** Directive **
Please arrange everything from the line containing "task: segment the silhouetted foliage" down to the line containing "M 365 234 L", both included, as a Markdown table with the columns Row and Material line. Number the rows and leave out blank lines.
--------
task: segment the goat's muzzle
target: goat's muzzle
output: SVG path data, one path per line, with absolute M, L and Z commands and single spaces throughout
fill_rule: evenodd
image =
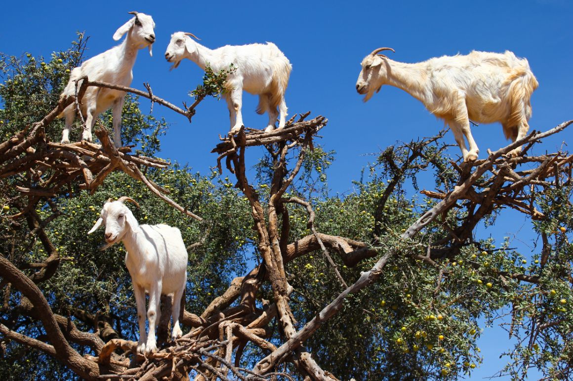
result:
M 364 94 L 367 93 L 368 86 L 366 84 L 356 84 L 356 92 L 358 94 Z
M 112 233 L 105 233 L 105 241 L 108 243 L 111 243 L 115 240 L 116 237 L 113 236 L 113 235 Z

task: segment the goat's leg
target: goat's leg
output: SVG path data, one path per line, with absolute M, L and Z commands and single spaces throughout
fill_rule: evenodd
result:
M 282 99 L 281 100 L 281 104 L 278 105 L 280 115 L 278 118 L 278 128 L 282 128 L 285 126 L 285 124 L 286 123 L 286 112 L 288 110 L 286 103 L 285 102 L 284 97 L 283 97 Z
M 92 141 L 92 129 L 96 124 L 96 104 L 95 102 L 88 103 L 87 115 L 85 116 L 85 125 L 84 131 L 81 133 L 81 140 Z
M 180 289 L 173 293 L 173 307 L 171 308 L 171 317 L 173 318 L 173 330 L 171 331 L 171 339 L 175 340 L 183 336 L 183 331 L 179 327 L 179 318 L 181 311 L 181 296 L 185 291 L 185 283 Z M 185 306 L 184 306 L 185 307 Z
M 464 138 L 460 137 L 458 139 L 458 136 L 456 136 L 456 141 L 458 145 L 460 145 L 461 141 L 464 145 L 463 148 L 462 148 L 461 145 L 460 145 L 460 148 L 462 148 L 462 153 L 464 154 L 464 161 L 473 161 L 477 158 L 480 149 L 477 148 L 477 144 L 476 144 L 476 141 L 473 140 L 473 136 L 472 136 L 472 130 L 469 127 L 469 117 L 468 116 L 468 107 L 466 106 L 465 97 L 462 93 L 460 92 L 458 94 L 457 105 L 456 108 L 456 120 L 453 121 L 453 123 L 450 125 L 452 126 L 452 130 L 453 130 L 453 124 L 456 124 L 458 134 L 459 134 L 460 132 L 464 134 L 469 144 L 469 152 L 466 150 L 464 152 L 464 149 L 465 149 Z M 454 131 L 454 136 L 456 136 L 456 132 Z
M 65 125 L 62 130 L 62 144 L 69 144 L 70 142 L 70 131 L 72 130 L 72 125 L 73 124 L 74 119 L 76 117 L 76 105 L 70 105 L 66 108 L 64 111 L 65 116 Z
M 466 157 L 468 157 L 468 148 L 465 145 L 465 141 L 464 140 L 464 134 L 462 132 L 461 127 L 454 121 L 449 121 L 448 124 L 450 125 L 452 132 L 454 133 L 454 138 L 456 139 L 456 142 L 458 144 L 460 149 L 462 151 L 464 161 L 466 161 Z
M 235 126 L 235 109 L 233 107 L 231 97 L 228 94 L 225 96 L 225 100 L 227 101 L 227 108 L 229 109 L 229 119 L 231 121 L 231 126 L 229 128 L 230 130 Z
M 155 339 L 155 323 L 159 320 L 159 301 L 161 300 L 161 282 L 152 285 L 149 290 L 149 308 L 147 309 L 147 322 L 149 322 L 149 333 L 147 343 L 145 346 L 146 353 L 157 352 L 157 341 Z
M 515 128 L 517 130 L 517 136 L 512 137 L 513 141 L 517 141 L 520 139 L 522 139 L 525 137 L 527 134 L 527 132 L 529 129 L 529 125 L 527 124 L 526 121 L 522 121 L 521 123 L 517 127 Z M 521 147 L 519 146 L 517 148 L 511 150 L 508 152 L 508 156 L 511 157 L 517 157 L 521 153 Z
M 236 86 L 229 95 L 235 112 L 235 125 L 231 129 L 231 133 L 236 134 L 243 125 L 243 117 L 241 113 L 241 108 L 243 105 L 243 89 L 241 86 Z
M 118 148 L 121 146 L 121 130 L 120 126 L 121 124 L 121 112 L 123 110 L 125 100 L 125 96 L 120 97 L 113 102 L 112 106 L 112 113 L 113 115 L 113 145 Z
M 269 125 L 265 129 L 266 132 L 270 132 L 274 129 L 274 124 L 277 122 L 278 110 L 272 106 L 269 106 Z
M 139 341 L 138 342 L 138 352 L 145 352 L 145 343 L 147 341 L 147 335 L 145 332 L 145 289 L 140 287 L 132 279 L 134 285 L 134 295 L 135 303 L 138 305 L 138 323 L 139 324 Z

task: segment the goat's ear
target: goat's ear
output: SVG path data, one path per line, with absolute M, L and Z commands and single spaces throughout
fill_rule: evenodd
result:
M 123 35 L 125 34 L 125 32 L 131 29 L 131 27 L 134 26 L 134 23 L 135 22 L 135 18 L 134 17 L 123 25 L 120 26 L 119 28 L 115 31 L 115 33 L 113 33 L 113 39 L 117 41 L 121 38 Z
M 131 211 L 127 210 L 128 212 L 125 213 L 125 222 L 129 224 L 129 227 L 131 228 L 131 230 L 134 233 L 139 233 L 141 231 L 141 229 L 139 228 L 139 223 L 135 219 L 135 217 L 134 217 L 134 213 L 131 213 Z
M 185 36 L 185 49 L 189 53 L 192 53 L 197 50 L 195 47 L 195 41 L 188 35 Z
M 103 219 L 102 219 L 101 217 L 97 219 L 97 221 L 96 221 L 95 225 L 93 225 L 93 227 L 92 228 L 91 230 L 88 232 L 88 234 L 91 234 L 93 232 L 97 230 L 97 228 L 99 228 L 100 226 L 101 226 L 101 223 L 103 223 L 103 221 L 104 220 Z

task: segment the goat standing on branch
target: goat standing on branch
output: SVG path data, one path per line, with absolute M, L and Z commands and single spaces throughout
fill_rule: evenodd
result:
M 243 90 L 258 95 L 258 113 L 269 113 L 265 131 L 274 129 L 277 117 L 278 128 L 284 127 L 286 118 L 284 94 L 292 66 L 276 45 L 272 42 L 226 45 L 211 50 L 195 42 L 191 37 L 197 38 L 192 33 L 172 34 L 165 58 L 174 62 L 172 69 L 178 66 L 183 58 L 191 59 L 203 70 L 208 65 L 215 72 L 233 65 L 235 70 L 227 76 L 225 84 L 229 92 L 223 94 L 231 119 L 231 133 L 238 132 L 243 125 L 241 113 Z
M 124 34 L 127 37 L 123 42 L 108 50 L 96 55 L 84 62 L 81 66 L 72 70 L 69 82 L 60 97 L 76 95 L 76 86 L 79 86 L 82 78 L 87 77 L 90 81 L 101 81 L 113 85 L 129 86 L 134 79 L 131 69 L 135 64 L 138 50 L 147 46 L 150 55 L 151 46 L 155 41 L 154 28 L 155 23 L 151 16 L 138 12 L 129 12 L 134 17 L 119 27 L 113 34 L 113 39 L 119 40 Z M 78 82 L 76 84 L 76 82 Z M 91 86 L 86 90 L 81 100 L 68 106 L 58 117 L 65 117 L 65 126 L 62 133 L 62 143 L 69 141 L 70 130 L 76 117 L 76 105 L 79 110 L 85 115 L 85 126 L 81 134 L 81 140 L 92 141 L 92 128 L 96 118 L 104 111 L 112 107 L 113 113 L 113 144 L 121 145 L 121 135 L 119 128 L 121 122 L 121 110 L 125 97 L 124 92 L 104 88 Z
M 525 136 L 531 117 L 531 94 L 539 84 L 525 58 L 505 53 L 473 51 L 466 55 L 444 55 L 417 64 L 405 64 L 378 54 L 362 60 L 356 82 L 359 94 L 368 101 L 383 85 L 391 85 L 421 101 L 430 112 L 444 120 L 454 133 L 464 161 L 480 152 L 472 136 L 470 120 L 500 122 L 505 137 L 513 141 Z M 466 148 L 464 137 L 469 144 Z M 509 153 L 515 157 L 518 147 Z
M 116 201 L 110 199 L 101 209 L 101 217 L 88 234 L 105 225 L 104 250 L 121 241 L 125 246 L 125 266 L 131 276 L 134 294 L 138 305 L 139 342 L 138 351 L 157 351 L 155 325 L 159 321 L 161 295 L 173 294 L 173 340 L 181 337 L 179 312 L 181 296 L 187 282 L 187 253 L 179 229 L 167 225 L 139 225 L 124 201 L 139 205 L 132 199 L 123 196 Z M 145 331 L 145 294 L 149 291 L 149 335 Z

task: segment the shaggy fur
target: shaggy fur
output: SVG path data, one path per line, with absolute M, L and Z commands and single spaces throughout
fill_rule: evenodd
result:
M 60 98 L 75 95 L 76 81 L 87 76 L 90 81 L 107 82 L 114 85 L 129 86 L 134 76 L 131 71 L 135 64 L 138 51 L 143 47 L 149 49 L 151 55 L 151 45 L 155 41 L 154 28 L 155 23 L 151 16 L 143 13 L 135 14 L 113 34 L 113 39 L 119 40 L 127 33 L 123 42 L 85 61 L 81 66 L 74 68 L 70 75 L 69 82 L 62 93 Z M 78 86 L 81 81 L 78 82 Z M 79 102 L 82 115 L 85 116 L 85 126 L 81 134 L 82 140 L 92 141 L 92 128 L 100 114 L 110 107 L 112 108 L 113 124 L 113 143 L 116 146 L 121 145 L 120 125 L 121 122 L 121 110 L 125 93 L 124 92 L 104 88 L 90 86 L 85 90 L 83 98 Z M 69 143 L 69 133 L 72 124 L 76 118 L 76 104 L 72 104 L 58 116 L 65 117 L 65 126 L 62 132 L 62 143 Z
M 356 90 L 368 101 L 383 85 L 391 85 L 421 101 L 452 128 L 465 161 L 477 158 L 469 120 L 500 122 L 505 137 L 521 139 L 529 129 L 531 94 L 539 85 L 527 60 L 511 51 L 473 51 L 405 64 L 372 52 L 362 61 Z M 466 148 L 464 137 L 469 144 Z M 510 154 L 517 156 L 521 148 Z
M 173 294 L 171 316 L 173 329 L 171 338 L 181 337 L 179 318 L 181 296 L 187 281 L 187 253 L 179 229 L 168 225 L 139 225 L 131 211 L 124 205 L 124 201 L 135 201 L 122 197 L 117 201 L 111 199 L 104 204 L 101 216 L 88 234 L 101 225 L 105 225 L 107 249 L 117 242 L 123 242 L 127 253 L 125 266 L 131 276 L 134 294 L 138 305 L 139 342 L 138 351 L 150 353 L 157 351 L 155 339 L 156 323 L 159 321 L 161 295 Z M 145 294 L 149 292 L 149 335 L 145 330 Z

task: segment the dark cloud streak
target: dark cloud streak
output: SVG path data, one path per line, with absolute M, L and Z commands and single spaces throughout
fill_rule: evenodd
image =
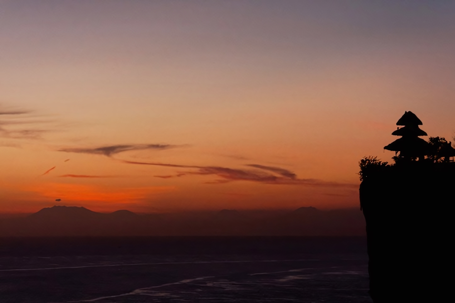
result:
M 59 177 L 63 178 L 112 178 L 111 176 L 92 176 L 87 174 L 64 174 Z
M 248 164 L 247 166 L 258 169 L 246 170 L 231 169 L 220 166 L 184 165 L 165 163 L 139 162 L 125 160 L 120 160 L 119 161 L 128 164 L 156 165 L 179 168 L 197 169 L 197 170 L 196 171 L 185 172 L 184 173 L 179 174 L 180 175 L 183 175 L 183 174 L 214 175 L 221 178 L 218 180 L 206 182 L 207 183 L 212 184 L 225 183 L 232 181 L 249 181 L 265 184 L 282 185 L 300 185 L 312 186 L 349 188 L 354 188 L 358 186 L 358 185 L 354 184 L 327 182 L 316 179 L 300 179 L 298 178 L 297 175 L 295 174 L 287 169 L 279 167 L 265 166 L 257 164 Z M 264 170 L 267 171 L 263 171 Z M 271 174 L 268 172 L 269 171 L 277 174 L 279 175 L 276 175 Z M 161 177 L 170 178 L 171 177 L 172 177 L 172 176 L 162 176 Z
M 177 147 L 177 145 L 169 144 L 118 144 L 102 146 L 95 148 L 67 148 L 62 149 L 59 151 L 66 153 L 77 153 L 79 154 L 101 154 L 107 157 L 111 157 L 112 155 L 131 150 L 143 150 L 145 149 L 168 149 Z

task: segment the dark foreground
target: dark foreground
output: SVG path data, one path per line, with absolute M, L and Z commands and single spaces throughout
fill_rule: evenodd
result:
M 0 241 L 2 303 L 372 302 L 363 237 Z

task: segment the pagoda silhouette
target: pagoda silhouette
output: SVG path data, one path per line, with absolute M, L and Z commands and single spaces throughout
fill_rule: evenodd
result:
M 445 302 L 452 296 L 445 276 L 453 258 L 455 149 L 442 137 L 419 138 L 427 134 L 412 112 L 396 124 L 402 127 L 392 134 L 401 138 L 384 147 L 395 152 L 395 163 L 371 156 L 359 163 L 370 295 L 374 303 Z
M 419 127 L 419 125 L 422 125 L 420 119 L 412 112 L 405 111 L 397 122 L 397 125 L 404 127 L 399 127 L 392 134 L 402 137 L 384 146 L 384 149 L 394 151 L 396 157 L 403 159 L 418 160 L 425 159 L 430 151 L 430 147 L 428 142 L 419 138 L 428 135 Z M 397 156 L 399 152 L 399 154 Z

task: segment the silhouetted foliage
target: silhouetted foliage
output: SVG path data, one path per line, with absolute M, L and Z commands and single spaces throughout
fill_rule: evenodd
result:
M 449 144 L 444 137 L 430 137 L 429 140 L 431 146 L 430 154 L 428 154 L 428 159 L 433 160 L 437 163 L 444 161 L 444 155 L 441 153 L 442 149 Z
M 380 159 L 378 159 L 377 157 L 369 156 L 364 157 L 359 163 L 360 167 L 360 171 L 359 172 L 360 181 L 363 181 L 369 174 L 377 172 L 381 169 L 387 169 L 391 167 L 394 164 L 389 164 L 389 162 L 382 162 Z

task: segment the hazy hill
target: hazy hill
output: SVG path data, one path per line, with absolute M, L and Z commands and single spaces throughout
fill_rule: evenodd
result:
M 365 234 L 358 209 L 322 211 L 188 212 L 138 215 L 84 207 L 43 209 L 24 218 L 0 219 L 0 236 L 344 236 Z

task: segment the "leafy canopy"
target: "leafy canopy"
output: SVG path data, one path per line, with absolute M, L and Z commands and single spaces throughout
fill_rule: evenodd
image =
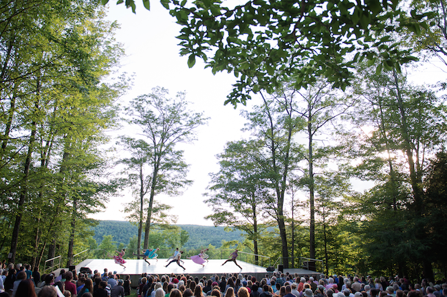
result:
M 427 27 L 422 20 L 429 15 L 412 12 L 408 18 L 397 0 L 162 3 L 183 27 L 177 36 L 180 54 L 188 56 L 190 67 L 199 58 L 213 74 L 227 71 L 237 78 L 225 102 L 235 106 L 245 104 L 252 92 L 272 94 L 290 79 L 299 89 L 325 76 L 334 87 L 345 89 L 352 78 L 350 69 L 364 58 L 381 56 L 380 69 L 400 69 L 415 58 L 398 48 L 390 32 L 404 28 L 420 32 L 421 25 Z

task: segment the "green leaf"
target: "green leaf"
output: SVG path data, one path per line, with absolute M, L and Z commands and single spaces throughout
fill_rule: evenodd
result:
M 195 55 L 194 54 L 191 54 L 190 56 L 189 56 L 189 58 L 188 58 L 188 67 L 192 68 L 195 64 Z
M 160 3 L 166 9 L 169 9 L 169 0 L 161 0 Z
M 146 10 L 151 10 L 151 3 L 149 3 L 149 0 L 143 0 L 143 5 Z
--------
** Solution **
| Row | Material line |
|---|---|
| 1 | task: segment the silhouetted foliage |
| 2 | target: silhouetted foliage |
| 3 | output: SVG path data, one path per line, with absolute M, L and Z commands and single spaces throughout |
| 4 | fill_rule: evenodd |
| 5 | result: |
| 6 | M 449 144 L 444 137 L 430 137 L 429 140 L 431 146 L 430 154 L 428 154 L 428 159 L 433 160 L 437 163 L 444 161 L 444 155 L 441 153 L 442 149 Z |
| 7 | M 380 159 L 378 159 L 377 157 L 369 156 L 364 157 L 359 163 L 360 167 L 360 171 L 359 172 L 360 181 L 363 181 L 369 174 L 377 172 L 381 169 L 387 169 L 391 167 L 394 164 L 389 164 L 389 162 L 382 162 Z |
| 8 | task: segment the hazy hill |
| 9 | target: hazy hill |
| 10 | output: SVG path data, one path per line, with absolute M, L and Z commands and single spaces throughout |
| 11 | fill_rule: evenodd |
| 12 | result: |
| 13 | M 365 234 L 358 209 L 322 211 L 188 212 L 138 215 L 84 207 L 43 209 L 24 218 L 0 219 L 0 236 L 344 236 Z |